▶ _PROBLEM TO WORK ON_: Beneath this task are records; print exactly the stretch of them from the line with "positive clicks: (498, 229)" through the line with "positive clicks: (1, 186)", both ends included.

───── RECORDS SHOWN ─────

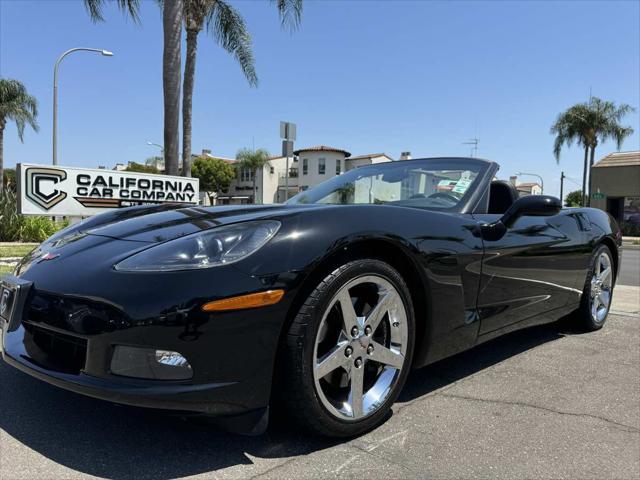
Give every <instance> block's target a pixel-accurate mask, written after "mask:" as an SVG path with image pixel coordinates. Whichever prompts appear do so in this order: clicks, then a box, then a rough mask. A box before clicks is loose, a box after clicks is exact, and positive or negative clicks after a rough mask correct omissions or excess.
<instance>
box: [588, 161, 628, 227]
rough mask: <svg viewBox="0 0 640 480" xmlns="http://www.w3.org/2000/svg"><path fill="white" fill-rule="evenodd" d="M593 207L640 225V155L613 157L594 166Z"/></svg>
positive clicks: (595, 164) (591, 171) (593, 176)
mask: <svg viewBox="0 0 640 480" xmlns="http://www.w3.org/2000/svg"><path fill="white" fill-rule="evenodd" d="M591 206H592V207H595V208H599V209H601V210H605V211H606V212H609V213H610V214H611V215H612V216H613V217H614V218H615V219H616V220H618V221H626V222H631V223H636V224H640V151H635V152H616V153H611V154H609V155H607V156H606V157H604V158H602V159H601V160H600V161H599V162H597V163H596V164H595V165H594V166H593V168H592V169H591Z"/></svg>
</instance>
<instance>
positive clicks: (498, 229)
mask: <svg viewBox="0 0 640 480" xmlns="http://www.w3.org/2000/svg"><path fill="white" fill-rule="evenodd" d="M560 210H562V202H561V201H560V199H559V198H556V197H551V196H549V195H526V196H524V197H521V198H519V199H518V200H516V201H515V202H513V204H512V205H511V206H510V207H509V209H508V210H507V211H506V212H504V214H503V215H502V217H500V219H499V220H497V221H495V222H493V223H489V224H486V225H483V226H482V227H481V230H482V237H483V238H485V239H486V240H498V239H500V238H502V237H503V236H504V234H505V233H506V232H507V229H509V228H510V227H511V225H513V224H514V223H515V222H516V220H517V219H518V218H520V217H522V216H524V215H529V216H535V217H548V216H551V215H556V214H557V213H558V212H559V211H560Z"/></svg>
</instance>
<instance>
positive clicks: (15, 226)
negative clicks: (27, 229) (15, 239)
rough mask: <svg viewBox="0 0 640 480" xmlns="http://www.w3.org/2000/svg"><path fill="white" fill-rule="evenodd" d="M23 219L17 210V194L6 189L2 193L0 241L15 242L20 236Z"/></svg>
mask: <svg viewBox="0 0 640 480" xmlns="http://www.w3.org/2000/svg"><path fill="white" fill-rule="evenodd" d="M22 219H23V217H21V216H20V215H18V212H17V210H16V196H15V194H14V193H13V192H12V191H11V190H10V189H8V188H5V189H4V190H2V192H0V241H2V242H12V241H15V239H16V238H18V237H19V235H20V228H21V227H22V221H23V220H22Z"/></svg>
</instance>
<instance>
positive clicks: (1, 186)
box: [0, 78, 38, 191]
mask: <svg viewBox="0 0 640 480" xmlns="http://www.w3.org/2000/svg"><path fill="white" fill-rule="evenodd" d="M37 117H38V101H37V100H36V99H35V97H33V96H31V95H29V93H27V89H26V87H25V86H24V85H23V84H22V83H20V82H19V81H17V80H10V79H5V78H0V179H3V178H4V157H3V143H4V128H5V127H6V126H7V120H13V121H14V122H15V124H16V127H17V129H18V137H19V138H20V141H21V142H22V141H24V127H25V125H27V124H29V125H30V126H31V128H33V130H35V131H36V132H37V131H38V123H37V122H36V118H37ZM3 187H4V181H0V191H2V189H3Z"/></svg>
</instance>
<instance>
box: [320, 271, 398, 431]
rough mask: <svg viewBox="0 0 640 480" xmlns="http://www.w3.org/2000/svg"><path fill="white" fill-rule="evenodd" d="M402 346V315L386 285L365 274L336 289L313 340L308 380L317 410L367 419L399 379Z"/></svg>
mask: <svg viewBox="0 0 640 480" xmlns="http://www.w3.org/2000/svg"><path fill="white" fill-rule="evenodd" d="M407 344H408V323H407V311H406V309H405V305H404V303H403V301H402V298H401V296H400V294H399V293H398V291H397V290H396V288H395V287H394V286H393V285H392V284H391V283H390V282H389V281H388V280H386V279H385V278H383V277H380V276H377V275H368V276H363V277H359V278H356V279H353V280H351V281H350V282H348V283H347V284H346V285H344V286H342V287H341V288H340V290H339V291H338V292H337V293H336V295H335V296H334V297H333V298H332V299H331V301H330V302H329V306H328V308H327V309H326V311H325V312H324V314H323V317H322V321H321V323H320V326H319V328H318V334H317V337H316V341H315V347H314V357H313V358H314V364H313V365H314V367H313V378H314V383H315V387H316V392H317V394H318V396H319V398H320V400H321V402H322V405H323V406H324V407H325V408H326V409H327V410H328V411H329V412H330V413H331V414H332V415H334V416H335V417H337V418H339V419H342V420H352V421H353V420H360V419H362V418H364V417H367V416H369V415H371V414H373V413H374V412H375V411H377V410H378V408H380V407H381V406H382V405H383V404H384V402H385V400H386V399H387V398H388V397H389V395H390V393H391V392H392V391H393V388H394V386H395V385H396V383H397V381H398V378H399V377H400V372H401V370H402V368H403V367H404V363H405V356H406V353H407Z"/></svg>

─────

▶ _ANSWER TO THE PROBLEM_:
positive clicks: (498, 229)
mask: <svg viewBox="0 0 640 480" xmlns="http://www.w3.org/2000/svg"><path fill="white" fill-rule="evenodd" d="M560 210H562V202H561V201H560V199H559V198H556V197H551V196H549V195H526V196H524V197H521V198H519V199H518V200H516V201H515V202H513V204H512V205H511V206H510V207H509V209H508V210H507V211H506V212H504V214H503V215H502V217H500V219H499V220H497V221H495V222H493V223H489V224H486V225H483V226H482V227H481V230H482V237H483V238H485V239H486V240H498V239H500V238H502V237H503V236H504V234H505V233H506V232H507V229H509V228H510V227H511V225H513V224H514V223H515V222H516V220H517V219H518V218H520V217H522V216H524V215H529V216H535V217H548V216H551V215H556V214H557V213H558V212H559V211H560Z"/></svg>
</instance>
<instance>
positive clicks: (15, 226)
negative clicks: (27, 229) (15, 239)
rough mask: <svg viewBox="0 0 640 480" xmlns="http://www.w3.org/2000/svg"><path fill="white" fill-rule="evenodd" d="M23 219L17 210V194L6 189L2 193L0 241L15 242L20 236Z"/></svg>
mask: <svg viewBox="0 0 640 480" xmlns="http://www.w3.org/2000/svg"><path fill="white" fill-rule="evenodd" d="M22 219H23V217H21V216H20V215H18V212H17V210H16V196H15V194H14V193H13V192H12V191H11V190H10V189H8V188H5V189H4V190H2V192H0V241H2V242H12V241H15V239H16V238H18V237H19V235H20V228H21V227H22V221H23V220H22Z"/></svg>
</instance>
<instance>
positive clicks: (1, 186)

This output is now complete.